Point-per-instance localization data
————————
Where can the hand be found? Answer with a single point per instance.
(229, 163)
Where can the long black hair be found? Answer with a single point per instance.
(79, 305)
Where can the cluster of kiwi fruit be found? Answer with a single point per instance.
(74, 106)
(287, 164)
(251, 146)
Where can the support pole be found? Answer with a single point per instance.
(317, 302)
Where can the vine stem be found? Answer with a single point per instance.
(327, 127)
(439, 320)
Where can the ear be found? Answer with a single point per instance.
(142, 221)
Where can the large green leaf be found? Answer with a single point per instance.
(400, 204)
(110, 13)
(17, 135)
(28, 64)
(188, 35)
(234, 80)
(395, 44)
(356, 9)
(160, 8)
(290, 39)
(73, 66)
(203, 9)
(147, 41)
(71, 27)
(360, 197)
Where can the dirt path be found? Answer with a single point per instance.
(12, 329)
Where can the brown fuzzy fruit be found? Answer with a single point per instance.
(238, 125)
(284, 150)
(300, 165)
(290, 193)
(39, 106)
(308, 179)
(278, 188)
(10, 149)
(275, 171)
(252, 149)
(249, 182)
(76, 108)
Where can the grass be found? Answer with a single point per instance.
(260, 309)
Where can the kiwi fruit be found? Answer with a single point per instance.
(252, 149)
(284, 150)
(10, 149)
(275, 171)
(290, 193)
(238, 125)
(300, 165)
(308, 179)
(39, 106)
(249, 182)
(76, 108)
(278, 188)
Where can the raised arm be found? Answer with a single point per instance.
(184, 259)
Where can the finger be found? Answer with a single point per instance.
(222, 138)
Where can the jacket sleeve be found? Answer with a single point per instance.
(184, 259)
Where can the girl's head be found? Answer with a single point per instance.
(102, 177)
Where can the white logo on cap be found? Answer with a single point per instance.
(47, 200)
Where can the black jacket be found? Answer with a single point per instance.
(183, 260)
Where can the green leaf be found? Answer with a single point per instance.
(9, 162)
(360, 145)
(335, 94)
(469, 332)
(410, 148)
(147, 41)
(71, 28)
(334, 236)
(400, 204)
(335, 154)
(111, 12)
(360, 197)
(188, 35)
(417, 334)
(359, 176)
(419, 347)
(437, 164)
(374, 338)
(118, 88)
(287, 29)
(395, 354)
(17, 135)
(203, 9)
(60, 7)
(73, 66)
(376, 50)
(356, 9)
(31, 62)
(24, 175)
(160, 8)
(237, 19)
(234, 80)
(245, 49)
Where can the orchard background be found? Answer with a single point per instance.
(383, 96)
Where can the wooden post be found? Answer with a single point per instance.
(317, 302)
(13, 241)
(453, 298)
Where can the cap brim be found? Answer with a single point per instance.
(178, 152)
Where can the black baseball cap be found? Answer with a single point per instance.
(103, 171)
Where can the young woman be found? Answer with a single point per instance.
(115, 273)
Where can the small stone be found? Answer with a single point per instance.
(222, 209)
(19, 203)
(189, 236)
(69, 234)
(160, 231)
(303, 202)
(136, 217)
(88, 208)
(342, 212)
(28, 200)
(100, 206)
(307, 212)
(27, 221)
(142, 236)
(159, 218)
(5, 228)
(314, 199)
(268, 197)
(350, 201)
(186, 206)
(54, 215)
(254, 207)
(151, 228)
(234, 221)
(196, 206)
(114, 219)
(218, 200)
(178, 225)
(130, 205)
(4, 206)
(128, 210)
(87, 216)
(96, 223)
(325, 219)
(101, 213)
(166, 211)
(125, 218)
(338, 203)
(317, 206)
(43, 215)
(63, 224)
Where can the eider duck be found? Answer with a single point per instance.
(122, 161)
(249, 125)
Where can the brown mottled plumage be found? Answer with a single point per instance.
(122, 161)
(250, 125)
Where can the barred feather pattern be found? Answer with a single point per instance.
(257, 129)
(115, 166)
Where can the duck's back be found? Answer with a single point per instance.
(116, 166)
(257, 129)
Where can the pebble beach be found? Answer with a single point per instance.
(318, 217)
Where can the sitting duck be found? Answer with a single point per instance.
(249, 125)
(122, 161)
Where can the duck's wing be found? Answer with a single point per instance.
————————
DESCRIPTION OF THE TASK → Having located the line containing "Where can the black jacket", set it down along with every line after it through the end of the data, reproducing each exactly.

FINISHED EXERCISE →
Where can the black jacket be found? Answer with a single point per instance.
(183, 260)
Where can the green leaf be found? Answer with a single point per instance.
(9, 162)
(360, 145)
(335, 94)
(469, 332)
(410, 148)
(147, 41)
(71, 28)
(334, 236)
(400, 204)
(335, 154)
(111, 12)
(360, 197)
(188, 35)
(417, 334)
(359, 176)
(419, 347)
(437, 164)
(374, 338)
(118, 88)
(287, 29)
(395, 354)
(17, 135)
(203, 9)
(60, 7)
(73, 66)
(376, 50)
(356, 9)
(31, 62)
(24, 175)
(160, 8)
(237, 19)
(234, 80)
(245, 49)
Where can the orchard background be found? Answer with a single point per instance.
(383, 96)
Where can the wooden post be found? Answer with a single point per instance.
(317, 302)
(13, 241)
(453, 298)
Where can the cap brim be found? Answer with a single point per instance.
(178, 152)
Where can the black baseball cap be found? Answer with a single point per instance.
(103, 171)
Where can the young woman be found? Answer with a single point per instance.
(115, 273)
Where can the small stone be found? Answer with a single point per instance.
(222, 209)
(19, 203)
(189, 236)
(69, 234)
(160, 231)
(303, 202)
(136, 217)
(88, 208)
(342, 212)
(28, 200)
(100, 206)
(307, 212)
(27, 221)
(142, 236)
(159, 218)
(5, 228)
(314, 199)
(268, 197)
(350, 201)
(186, 206)
(54, 215)
(254, 207)
(151, 228)
(234, 221)
(196, 206)
(114, 219)
(218, 200)
(178, 225)
(130, 205)
(4, 206)
(128, 210)
(87, 216)
(96, 223)
(325, 219)
(101, 213)
(166, 211)
(125, 218)
(338, 203)
(317, 206)
(43, 215)
(63, 224)
Where can the eider duck be found? Answer with a single point per instance.
(122, 161)
(249, 125)
Where can the brown mottled plumage be found? Answer with a single point per instance.
(122, 161)
(250, 125)
Where can the barred feather pattern be found? Answer with a single point per instance.
(257, 129)
(115, 166)
Where can the duck's back be found? Answer with a single point per instance.
(116, 166)
(257, 129)
Where can the pebble beach be found? Answer with a single point per instance.
(318, 217)
Where can the sitting duck be found? Answer with a single point per instance.
(249, 125)
(122, 161)
Where can the duck's wing be found? Answer with a single point per instance.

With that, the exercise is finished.